◆ **TASK REQUIREMENTS**
Reproduce all of the entries below, replacing "photo" with "image" and leaving everything else unchanged. Omit the pictures from your answer.

◆ **INPUT DATA**
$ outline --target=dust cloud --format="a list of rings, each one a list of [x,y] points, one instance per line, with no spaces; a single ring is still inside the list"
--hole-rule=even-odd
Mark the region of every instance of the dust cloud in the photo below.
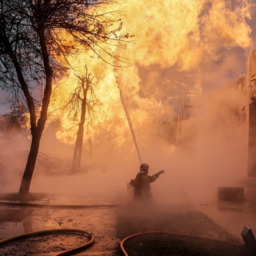
[[[246,0],[132,0],[121,7],[124,32],[135,35],[134,44],[125,51],[113,50],[129,66],[99,64],[90,58],[90,53],[82,54],[79,63],[69,59],[82,67],[80,73],[87,64],[95,76],[95,95],[103,104],[93,116],[94,125],[87,124],[82,166],[75,173],[70,171],[77,127],[63,107],[76,86],[71,71],[56,81],[31,192],[93,194],[111,200],[127,196],[127,183],[139,171],[140,163],[117,80],[142,162],[150,166],[150,175],[165,171],[151,185],[156,200],[184,203],[188,197],[206,196],[218,186],[245,178],[248,110],[242,109],[248,105],[247,84],[243,90],[228,89],[225,97],[221,92],[215,102],[210,99],[247,72],[255,7]],[[199,107],[180,120],[182,143],[177,145],[180,103],[185,93],[200,95],[194,103]],[[1,166],[6,184],[1,192],[17,191],[21,181],[29,143],[18,137],[1,141],[2,148],[13,154]],[[22,159],[14,153],[19,147]],[[7,152],[2,150],[1,158]]]

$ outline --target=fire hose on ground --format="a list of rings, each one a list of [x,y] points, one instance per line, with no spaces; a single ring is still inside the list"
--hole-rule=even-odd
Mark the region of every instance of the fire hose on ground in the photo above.
[[[88,207],[115,207],[117,206],[119,206],[120,205],[123,205],[124,204],[105,204],[105,205],[44,205],[44,204],[32,204],[32,203],[9,203],[9,202],[0,202],[0,204],[5,205],[9,206],[28,206],[32,207],[51,207],[51,208],[88,208]],[[56,229],[56,230],[42,230],[37,232],[31,232],[30,233],[27,233],[23,234],[20,235],[18,235],[16,236],[12,237],[11,238],[7,238],[4,240],[0,241],[0,245],[3,244],[3,243],[18,240],[18,239],[21,239],[22,238],[25,238],[27,237],[30,237],[31,236],[40,235],[46,234],[50,233],[80,233],[84,234],[88,236],[90,240],[89,242],[86,243],[85,244],[71,249],[71,250],[66,251],[63,252],[62,252],[57,254],[56,256],[63,256],[64,255],[70,255],[71,254],[74,254],[79,251],[80,251],[83,249],[86,249],[90,246],[92,246],[94,243],[94,237],[93,234],[86,231],[81,230],[74,230],[74,229]],[[210,238],[203,237],[198,236],[189,235],[187,234],[182,234],[180,233],[177,233],[174,232],[171,232],[168,231],[146,231],[145,232],[141,232],[139,233],[137,233],[133,234],[129,236],[128,236],[124,239],[123,240],[120,242],[120,247],[122,252],[124,255],[124,256],[128,256],[127,252],[124,249],[124,245],[125,242],[129,240],[130,239],[133,238],[134,237],[148,234],[168,234],[172,235],[176,235],[180,237],[187,237],[195,238],[196,239],[200,239],[202,240],[205,240],[208,241],[213,241],[215,242],[218,242],[219,243],[225,243],[227,244],[234,245],[238,246],[243,246],[244,245],[242,243],[235,243],[231,241],[224,241],[221,240],[219,240],[217,239],[212,238]]]
[[[214,239],[214,238],[210,238],[203,237],[195,236],[195,235],[189,235],[189,234],[180,234],[180,233],[177,233],[170,232],[168,232],[168,231],[146,231],[146,232],[145,232],[137,233],[136,234],[131,235],[129,236],[126,237],[126,238],[125,238],[124,239],[122,240],[120,242],[120,247],[121,248],[121,250],[122,251],[122,252],[123,252],[123,254],[124,254],[124,256],[129,256],[128,255],[128,254],[127,253],[127,252],[126,252],[126,251],[124,249],[124,243],[125,243],[125,242],[126,242],[127,240],[129,240],[130,239],[131,239],[132,238],[134,238],[134,237],[137,237],[138,236],[140,236],[141,235],[143,235],[143,234],[168,234],[176,235],[176,236],[183,237],[195,238],[196,239],[202,239],[202,240],[208,240],[208,241],[213,241],[214,242],[218,242],[219,243],[223,243],[228,244],[230,244],[230,245],[232,244],[232,245],[236,245],[236,246],[244,246],[244,245],[242,243],[235,243],[235,242],[230,242],[230,241],[224,241],[224,240],[219,240],[217,239]]]
[[[58,229],[58,230],[41,230],[40,231],[37,231],[35,232],[31,232],[30,233],[26,233],[22,234],[20,235],[18,235],[16,236],[13,236],[6,239],[4,239],[0,241],[0,245],[11,241],[13,241],[19,239],[22,239],[23,238],[26,238],[27,237],[31,237],[35,236],[46,235],[52,233],[79,233],[82,234],[84,235],[85,235],[90,240],[85,244],[84,244],[81,246],[79,247],[76,247],[67,251],[66,251],[63,252],[61,252],[57,254],[56,256],[64,256],[64,255],[71,255],[71,254],[74,253],[89,247],[94,243],[94,236],[93,235],[88,232],[84,230],[74,230],[74,229]]]

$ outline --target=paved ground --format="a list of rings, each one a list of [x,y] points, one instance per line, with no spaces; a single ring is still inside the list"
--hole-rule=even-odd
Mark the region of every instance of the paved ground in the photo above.
[[[243,243],[241,233],[244,226],[251,228],[256,234],[256,179],[247,179],[236,185],[244,188],[246,200],[242,203],[219,201],[216,188],[204,193],[203,196],[197,197],[196,199],[193,197],[193,193],[190,194],[189,191],[186,191],[190,194],[189,197],[188,196],[187,203],[190,205],[190,209],[199,211],[205,214]],[[124,203],[125,201],[124,198],[106,201],[99,198],[96,200],[91,195],[86,199],[77,197],[74,199],[73,197],[52,194],[31,203],[90,205],[95,202],[98,204],[102,204]],[[0,239],[41,230],[78,229],[93,233],[96,241],[92,247],[78,255],[107,256],[120,255],[119,238],[115,228],[118,211],[116,207],[73,210],[0,206]],[[32,249],[30,245],[26,247],[26,242],[22,243],[23,245],[21,247],[17,247],[17,244],[11,244],[0,248],[0,255],[21,256],[35,255],[39,252],[44,252],[43,253],[41,252],[40,255],[54,255],[64,250],[71,248],[74,244],[79,246],[84,243],[84,240],[74,239],[74,237],[65,237],[62,239],[65,242],[60,242],[59,237],[57,238],[52,237],[49,239],[53,243],[49,248],[47,242],[49,239],[46,238],[40,240],[39,243],[37,241],[36,247]]]
[[[248,178],[234,185],[244,188],[245,200],[243,202],[220,201],[216,188],[206,192],[201,199],[191,198],[190,202],[195,209],[243,243],[241,234],[245,226],[251,228],[256,236],[256,179]]]

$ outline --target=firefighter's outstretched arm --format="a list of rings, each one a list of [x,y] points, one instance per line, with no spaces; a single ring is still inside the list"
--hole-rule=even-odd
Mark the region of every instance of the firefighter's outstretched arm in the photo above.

◆ **FINISHED EXERCISE**
$ outline --target=dust cloud --format="a list of rings, each one a list of [x,y] points, one instance per line, with no spaces; a single ring is still inside the list"
--hole-rule=even-odd
Mark the region of every instance of the dust cloud in the image below.
[[[246,0],[132,0],[121,7],[124,32],[135,35],[134,44],[125,51],[113,50],[129,66],[99,64],[90,58],[90,53],[82,54],[79,63],[69,59],[82,67],[80,73],[87,64],[95,76],[95,95],[103,104],[93,116],[94,125],[87,124],[82,166],[75,173],[70,171],[77,127],[63,107],[76,86],[71,71],[56,81],[31,192],[93,194],[111,200],[127,196],[127,183],[139,171],[140,163],[117,80],[142,162],[150,166],[150,175],[165,171],[151,185],[156,200],[184,203],[188,197],[206,196],[218,186],[245,178],[248,110],[242,109],[248,105],[247,84],[243,90],[228,89],[225,97],[221,92],[215,102],[210,99],[247,72],[255,7]],[[199,107],[180,120],[182,143],[177,145],[180,103],[185,93],[200,95],[194,103]],[[1,166],[6,184],[1,192],[17,191],[21,181],[29,143],[18,137],[1,141],[2,148],[13,154]],[[22,159],[14,153],[19,147]],[[7,152],[2,150],[1,158]]]

$ outline --target=fire hose on ground --format="a list of rings, each one a list of [x,y] points, one instance per line, with no spaces; a single ring is still inside the list"
--hole-rule=even-odd
Mark the region of every instance of the fire hose on ground in the image above.
[[[88,207],[115,207],[117,206],[119,206],[120,205],[123,205],[124,204],[105,204],[105,205],[44,205],[44,204],[32,204],[32,203],[9,203],[9,202],[0,202],[0,204],[5,205],[9,206],[28,206],[32,207],[51,207],[51,208],[88,208]],[[56,229],[56,230],[42,230],[37,232],[31,232],[30,233],[27,233],[23,234],[20,235],[18,235],[16,236],[12,237],[11,238],[7,238],[4,240],[0,241],[0,245],[3,244],[3,243],[18,240],[18,239],[21,239],[22,238],[25,238],[27,237],[30,237],[31,236],[40,235],[46,234],[50,233],[80,233],[84,234],[88,236],[90,240],[89,242],[86,243],[85,244],[71,249],[71,250],[66,251],[63,252],[62,252],[57,254],[56,256],[63,256],[64,255],[70,255],[71,254],[74,254],[79,251],[80,251],[83,249],[86,249],[90,246],[92,246],[94,243],[94,237],[93,234],[86,231],[81,230],[74,230],[74,229]],[[210,238],[203,237],[198,236],[189,235],[187,234],[182,234],[180,233],[177,233],[174,232],[171,232],[168,231],[146,231],[145,232],[141,232],[139,233],[137,233],[133,234],[129,236],[128,236],[124,239],[123,240],[120,242],[120,247],[122,252],[124,255],[124,256],[128,256],[127,252],[124,249],[124,245],[125,242],[129,240],[130,239],[133,238],[134,237],[148,234],[168,234],[172,235],[176,235],[180,237],[187,237],[195,238],[196,239],[200,239],[202,240],[205,240],[208,241],[213,241],[215,242],[218,242],[219,243],[225,243],[227,244],[234,245],[238,246],[243,246],[244,245],[242,243],[235,243],[231,241],[224,241],[221,240],[219,240],[217,239],[212,238]]]
[[[214,239],[214,238],[210,238],[203,237],[195,236],[195,235],[189,235],[189,234],[180,234],[180,233],[177,233],[170,232],[168,232],[168,231],[146,231],[146,232],[145,232],[137,233],[136,234],[131,235],[129,236],[126,237],[126,238],[125,238],[124,239],[122,240],[120,242],[120,247],[121,248],[121,250],[122,251],[122,252],[123,252],[123,254],[124,254],[124,256],[129,256],[128,255],[128,254],[127,253],[127,252],[126,252],[126,251],[124,249],[124,243],[125,243],[125,242],[126,242],[127,240],[129,240],[130,239],[131,239],[132,238],[134,238],[134,237],[137,237],[138,236],[140,236],[141,235],[143,235],[143,234],[168,234],[176,235],[176,236],[183,237],[195,238],[196,239],[202,239],[202,240],[208,240],[208,241],[213,241],[214,242],[218,242],[219,243],[223,243],[228,244],[230,244],[230,245],[232,244],[232,245],[236,245],[236,246],[244,246],[244,245],[242,243],[235,243],[235,242],[230,242],[230,241],[224,241],[224,240],[219,240],[217,239]]]
[[[58,229],[58,230],[41,230],[40,231],[37,231],[35,232],[31,232],[30,233],[26,233],[22,234],[20,235],[18,235],[16,236],[13,236],[6,239],[4,239],[0,241],[0,245],[11,241],[13,241],[19,239],[22,239],[23,238],[26,238],[27,237],[31,237],[35,236],[46,235],[52,233],[79,233],[82,234],[84,235],[85,235],[90,240],[85,244],[84,244],[81,246],[79,247],[76,247],[67,251],[66,251],[63,252],[61,252],[57,254],[56,256],[64,256],[64,255],[71,255],[71,254],[74,253],[89,247],[94,243],[94,236],[93,235],[88,232],[84,230],[74,230],[74,229]]]

$ outline --target=paved ground --format="a list of rings, each one a list of [x,y] points, one instance per line, with no spaces; a single ring is still inside the list"
--hole-rule=even-odd
Mark the region of every instance of the paved ground in the image above.
[[[243,243],[241,233],[244,226],[251,228],[256,234],[256,179],[247,179],[236,185],[244,188],[246,200],[242,203],[219,201],[216,188],[204,193],[203,196],[197,197],[196,199],[193,197],[193,193],[190,194],[189,191],[186,191],[190,194],[189,197],[188,196],[187,203],[190,205],[190,209],[199,211],[205,214]],[[124,203],[125,201],[124,198],[106,201],[99,198],[96,200],[91,195],[86,199],[77,197],[74,199],[73,197],[52,194],[31,203],[90,205],[95,202],[98,204],[102,204]],[[0,239],[41,230],[78,229],[93,233],[96,241],[92,247],[78,255],[107,256],[120,255],[119,238],[115,228],[118,211],[116,207],[73,210],[0,206]],[[32,249],[30,245],[26,247],[26,242],[22,243],[23,245],[21,247],[17,247],[17,244],[11,244],[0,248],[0,255],[21,256],[35,255],[39,252],[44,252],[43,253],[41,252],[40,255],[54,255],[64,250],[71,248],[74,244],[79,246],[84,243],[84,240],[74,239],[74,237],[65,237],[62,239],[65,242],[60,242],[59,237],[57,238],[52,237],[49,239],[53,243],[49,248],[47,242],[49,239],[46,238],[40,240],[39,243],[37,241],[36,247]]]
[[[248,178],[234,185],[244,188],[245,200],[243,202],[220,201],[216,188],[206,192],[201,199],[191,198],[190,202],[195,209],[243,243],[241,234],[245,226],[251,228],[256,236],[256,179]]]

$ outline --target=firefighter's outstretched arm --format="a list of rings, each one a list of [x,y] points, one instance per line, with no spaces; a single ring is still inside the list"
--hole-rule=even-odd
Mark the region of every instance of the firefighter's outstretched arm in the image above.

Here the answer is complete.